Copy every line from the one containing "When you get a chance, would you mind identifying the railing" down to the last line, including both ends.

Excerpts from a detection dataset
»»
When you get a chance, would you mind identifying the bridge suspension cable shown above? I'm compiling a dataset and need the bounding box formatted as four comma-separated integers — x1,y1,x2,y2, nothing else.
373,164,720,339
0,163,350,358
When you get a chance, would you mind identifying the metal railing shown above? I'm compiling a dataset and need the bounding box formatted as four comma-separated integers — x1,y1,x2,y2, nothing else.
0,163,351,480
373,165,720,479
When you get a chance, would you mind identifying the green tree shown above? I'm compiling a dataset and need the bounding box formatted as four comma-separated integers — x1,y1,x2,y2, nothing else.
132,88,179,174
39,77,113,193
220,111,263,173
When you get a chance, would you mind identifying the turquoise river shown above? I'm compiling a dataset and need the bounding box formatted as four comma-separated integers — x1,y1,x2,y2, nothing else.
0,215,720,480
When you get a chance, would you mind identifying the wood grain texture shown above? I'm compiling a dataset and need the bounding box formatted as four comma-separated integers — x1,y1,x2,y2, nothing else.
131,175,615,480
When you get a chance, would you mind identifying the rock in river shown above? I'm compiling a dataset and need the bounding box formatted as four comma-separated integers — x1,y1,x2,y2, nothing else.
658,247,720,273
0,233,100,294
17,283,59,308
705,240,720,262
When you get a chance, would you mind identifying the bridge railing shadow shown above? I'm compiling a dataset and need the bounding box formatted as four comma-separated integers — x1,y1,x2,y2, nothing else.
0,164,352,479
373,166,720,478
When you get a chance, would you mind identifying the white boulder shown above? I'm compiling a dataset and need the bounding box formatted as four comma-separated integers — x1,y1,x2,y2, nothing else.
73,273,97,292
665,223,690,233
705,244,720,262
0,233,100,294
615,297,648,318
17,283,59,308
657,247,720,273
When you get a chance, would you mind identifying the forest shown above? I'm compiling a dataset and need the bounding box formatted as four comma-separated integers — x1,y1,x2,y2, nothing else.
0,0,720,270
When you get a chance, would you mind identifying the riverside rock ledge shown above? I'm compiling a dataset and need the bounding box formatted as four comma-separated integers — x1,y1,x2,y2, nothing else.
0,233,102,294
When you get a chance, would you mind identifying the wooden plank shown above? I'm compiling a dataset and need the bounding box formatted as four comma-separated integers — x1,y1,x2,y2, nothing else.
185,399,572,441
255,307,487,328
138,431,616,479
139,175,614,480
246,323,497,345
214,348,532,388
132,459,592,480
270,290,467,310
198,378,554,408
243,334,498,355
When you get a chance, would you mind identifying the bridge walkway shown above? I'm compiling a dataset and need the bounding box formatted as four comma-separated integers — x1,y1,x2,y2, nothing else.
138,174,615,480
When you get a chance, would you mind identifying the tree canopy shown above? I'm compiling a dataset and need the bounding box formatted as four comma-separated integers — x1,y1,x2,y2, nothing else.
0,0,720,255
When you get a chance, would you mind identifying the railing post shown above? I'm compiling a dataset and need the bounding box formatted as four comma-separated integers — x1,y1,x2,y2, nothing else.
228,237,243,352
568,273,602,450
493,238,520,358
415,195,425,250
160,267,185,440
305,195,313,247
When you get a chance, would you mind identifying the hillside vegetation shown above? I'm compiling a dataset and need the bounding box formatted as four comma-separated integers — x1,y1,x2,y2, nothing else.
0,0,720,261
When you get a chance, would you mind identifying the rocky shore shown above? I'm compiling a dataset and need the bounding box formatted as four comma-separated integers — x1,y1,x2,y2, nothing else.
««
• SOLUTION TO THIS TASK:
When you get a chance, would you mind identifying the railing post shown above? I'm compiling a dataset and need the bounding box formatted as four comma-separated integers — x1,y1,x2,y2, nothing else.
228,237,243,352
568,273,602,450
493,238,520,358
415,195,425,250
160,267,185,440
305,195,313,247
When you get a chance, would you mind identifying the hillside vegetation shown above? I'm compiling a dataset and need the bounding box formatted as four comma-separated integers — x1,y1,x2,y2, nothing else.
0,0,720,261
When you get a chance, would you mind identifying the rocky shore shown above? I'm compiling a dataset and need the bounding box formatted as four comma-separated integers — x1,y1,x2,y2, nothing else.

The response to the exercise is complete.